====== Kutipan Halaman ======
Perubahan ini sendiri dilakukan sebab Bahasa Belanda yang dijadikan sebagai bahasa pengantar terlalu menekankan bagaimana cara mengajar alias kompetensi pedagogik dari seorang calon guru. Konteks ini dirasakan mengabaikan kompetensi keilmuan yang dimiliki seorang calon guru. Sehingga dilakukan perubahan sistem pendidikan pada HKS.[ii]
Perlu pula dicatat, bahwa kemunculan pendidikan guru kala itu kerap dijadikan ajang aji mumpung bagi bagi golongan Priyayi yang mampu mengenyam bangku Kweekschool. Para priyayi ini menjadikan profesi guru sebagai batu loncatan untuk mendapatkan posisi yang lebih tinggi di kantor-kantor Pemerintahan Kolonial Belanda yang lebih terhormat.
Sebab para lulusan Kweekschool ini berhak menyandang gelar Manteri Guru, dan juga diperbolehkan membawa simbol-simbol kehormatan ketika itu: payung, tikar, kotak sirih yang masing-masing simbol itu dibawakan oleh seorang pembantu yang digaji oleh pemerintah. Pada 1878 sendiri gaji guru yang berwenang mencapai 150 Gulden (Nasution, 2008:40-1).
====== Data yang Diberikan ======
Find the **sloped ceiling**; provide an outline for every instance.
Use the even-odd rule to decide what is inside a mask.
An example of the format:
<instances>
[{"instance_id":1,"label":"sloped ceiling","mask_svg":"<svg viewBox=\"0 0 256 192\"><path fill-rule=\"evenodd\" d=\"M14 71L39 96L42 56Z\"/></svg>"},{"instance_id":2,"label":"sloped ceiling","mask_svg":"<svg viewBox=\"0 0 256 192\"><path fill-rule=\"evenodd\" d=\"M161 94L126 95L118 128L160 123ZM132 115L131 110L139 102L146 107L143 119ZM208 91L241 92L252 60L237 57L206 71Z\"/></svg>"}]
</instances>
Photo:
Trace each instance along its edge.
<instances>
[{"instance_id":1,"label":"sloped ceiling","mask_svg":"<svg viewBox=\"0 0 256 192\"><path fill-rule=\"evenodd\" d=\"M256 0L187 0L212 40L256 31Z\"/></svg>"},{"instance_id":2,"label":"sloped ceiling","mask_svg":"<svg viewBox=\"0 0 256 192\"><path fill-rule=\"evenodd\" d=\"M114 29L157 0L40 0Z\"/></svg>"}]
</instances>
======
Latihan Tertulis 1:
Bisakah Anda menulis ulang paragraf dalam kutipan tentang pendidikan guru zaman kolonial yang diawali "Perlu pula dicatat" dengan lebih ringkas tanpa menghilangkan fakta utamanya?
Latihan Tertulis 2:
Bisakah Anda menyalin kembali sebagian kutipan tentang pendidikan guru zaman kolonial itu tanpa mengubah satu kata pun, dimulai dari kata-kata yang memuat "Perubahan ini sendiri" dan berhenti setelah "yang lebih terhormat."?

Jawaban Latihan 1:
Pendidikan guru pada masa itu sering dimanfaatkan golongan priyayi yang mampu bersekolah di Kweekschool. Mereka menjadikan profesi guru sebagai batu loncatan untuk meraih posisi yang lebih tinggi dan lebih terhormat di kantor-kantor Pemerintahan Kolonial Belanda.

Jawaban Latihan 2:
Perubahan ini sendiri dilakukan sebab Bahasa Belanda yang dijadikan sebagai bahasa pengantar terlalu menekankan bagaimana cara mengajar alias kompetensi pedagogik dari seorang calon guru. Konteks ini dirasakan mengabaikan kompetensi keilmuan yang dimiliki seorang calon guru. Sehingga dilakukan perubahan sistem pendidikan pada HKS.[ii]
Perlu pula dicatat, bahwa kemunculan pendidikan guru kala itu kerap dijadikan ajang aji mumpung bagi bagi golongan Priyayi yang mampu mengenyam bangku Kweekschool. Para priyayi ini menjadikan profesi guru sebagai batu loncatan untuk mendapatkan posisi yang lebih tinggi di kantor-kantor Pemerintahan Kolonial Belanda yang lebih terhormat.